- **What you have to do**
Return each line of the records holding the string "queried".

- **Data for the task**
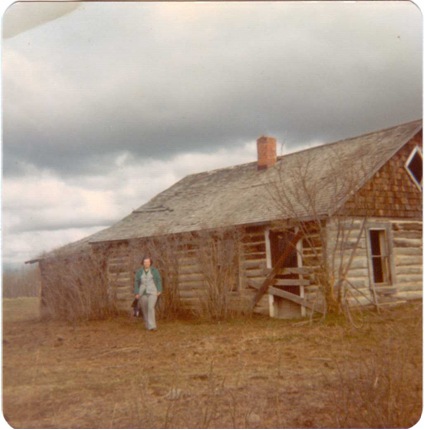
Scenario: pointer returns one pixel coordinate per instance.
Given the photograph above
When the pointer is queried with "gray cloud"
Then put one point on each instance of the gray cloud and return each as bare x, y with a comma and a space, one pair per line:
108, 105
160, 84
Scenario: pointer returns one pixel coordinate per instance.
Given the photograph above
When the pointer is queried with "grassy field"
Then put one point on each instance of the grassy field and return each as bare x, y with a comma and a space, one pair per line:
245, 373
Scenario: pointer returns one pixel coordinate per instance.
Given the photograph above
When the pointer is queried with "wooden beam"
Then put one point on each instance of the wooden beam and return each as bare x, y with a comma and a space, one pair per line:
290, 282
271, 276
293, 298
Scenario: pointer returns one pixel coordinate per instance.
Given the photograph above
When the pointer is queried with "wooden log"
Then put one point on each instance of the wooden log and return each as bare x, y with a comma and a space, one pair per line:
292, 297
290, 282
304, 271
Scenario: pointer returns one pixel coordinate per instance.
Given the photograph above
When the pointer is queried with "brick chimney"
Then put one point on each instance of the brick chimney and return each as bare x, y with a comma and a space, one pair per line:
266, 150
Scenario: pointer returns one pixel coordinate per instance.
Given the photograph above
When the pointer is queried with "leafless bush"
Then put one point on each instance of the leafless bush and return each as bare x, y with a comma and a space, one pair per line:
381, 392
331, 234
75, 288
21, 283
218, 259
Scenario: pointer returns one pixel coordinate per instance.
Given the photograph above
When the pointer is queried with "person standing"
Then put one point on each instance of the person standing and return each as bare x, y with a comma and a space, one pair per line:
147, 287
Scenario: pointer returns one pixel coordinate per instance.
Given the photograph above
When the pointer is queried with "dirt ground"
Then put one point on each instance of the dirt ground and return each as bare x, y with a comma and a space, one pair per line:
245, 373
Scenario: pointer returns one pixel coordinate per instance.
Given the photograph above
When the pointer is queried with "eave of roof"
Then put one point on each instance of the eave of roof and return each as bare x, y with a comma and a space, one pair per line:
238, 195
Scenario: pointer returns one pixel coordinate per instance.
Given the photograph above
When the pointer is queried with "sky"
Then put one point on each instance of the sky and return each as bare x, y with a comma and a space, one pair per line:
104, 105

- **Answer to this problem**
When the pointer is queried with "gray cloud"
When the pointer is queried with "grassy field"
When the pointer is queried with "wooden beam"
When the pointer is queried with "wooden log"
When the pointer is queried with "brick chimney"
When the pointer is queried with "leafless bush"
When the pointer is queried with "person standing"
When the pointer is queried with "dirt ground"
When the pointer is queried with "eave of roof"
When the pointer is queried with "sky"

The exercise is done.